§ **ПРЕДОСТАВЛЕННЫЙ ТЕКСТ**:

# # #

Большой ценностью алхимии как модели психологической работы является то, что алхимия - это "опус", "делание", работа с материалом. Мы считаем, что они работали с веществами потому, что проецировали психею на материю, или, как об этом говорит Башляр: "алхимик проецирует свои глубины"104. Но предметом этого по прежнему является психея, пусть в наше время и в другом смысле. Сейчас предметом является проецируемый материал: наши желания и их осуществление, конкретные предметы навязчивости в нашей психической жизни: идеи, убеждения, симптомы, чувства, люди. Сущностный вклад в эти конкретизации мы берем там, где находится современный "фюсис", "естество". В наше время первичным материалом является всё, что мы безоговорочно, некритично принимаем за "реальность", то, что для нас непрозрачно. Это наша непрозрачная материя. Эта "реальность" входит в наши сны с Tagesreste, остатками дня, и перерабатывается воображением. По мере того, как мы прорабатываем эти элементы фюсиса, первичный материал помещается в сосуд психики, укрепляя и дифференцируя его, превращая вещь мыслящую в вещь протяженную нашей внутренней реальности.

104 Там же, стр. 63, (из "La Terre et les rêveries du repos" ("Земля и грезы во сне"), стр. 51)

Поскольку реальность - это хтон настолько же, насколько и гея, мы создаем кубок для души и внутренне укрепляем его, углубляясь. Земля является направленным вниз элементом, и достигнуть ее можно только через глубины. Фрейд отмечал, что каждый сон раскрывается на неизмеримую глубину. Хотя он и мучительно щепетильно пытается интерпретировать каждый момент каждого сновидения, он, тем не менее, дважды говорит в "Толковании снов" (ID, 525): "... в ходе труда по толкованию мы помним ... что есть в сновидениях сплетения мыслей, которые невозможно распутать.... Это есть центр, навель сновидения, точка, в которой оно касается неизвестных глубин".

# # #

§ **ИСХОДНЫЕ ДАННЫЕ**:
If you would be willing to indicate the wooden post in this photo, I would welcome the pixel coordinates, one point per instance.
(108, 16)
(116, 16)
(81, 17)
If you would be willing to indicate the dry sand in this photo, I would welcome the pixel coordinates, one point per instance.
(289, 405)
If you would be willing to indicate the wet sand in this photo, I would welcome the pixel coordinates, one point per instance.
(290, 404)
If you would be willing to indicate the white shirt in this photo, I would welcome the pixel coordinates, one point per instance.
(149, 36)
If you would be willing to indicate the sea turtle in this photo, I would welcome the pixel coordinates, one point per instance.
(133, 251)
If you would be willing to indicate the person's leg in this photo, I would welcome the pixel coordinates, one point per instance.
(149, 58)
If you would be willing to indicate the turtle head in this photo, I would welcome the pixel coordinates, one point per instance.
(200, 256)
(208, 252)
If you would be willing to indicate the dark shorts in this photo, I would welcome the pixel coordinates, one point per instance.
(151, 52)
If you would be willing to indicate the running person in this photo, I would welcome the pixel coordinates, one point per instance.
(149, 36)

# # #

Перечислите, пожалуйста, все конкретные предметы навязчивости в нашей психической жизни, которые названы в тексте об алхимии.

§ **ОТВЕТ К ЗАДАЧЕ**:
Идеи, убеждения, симптомы, чувства, люди.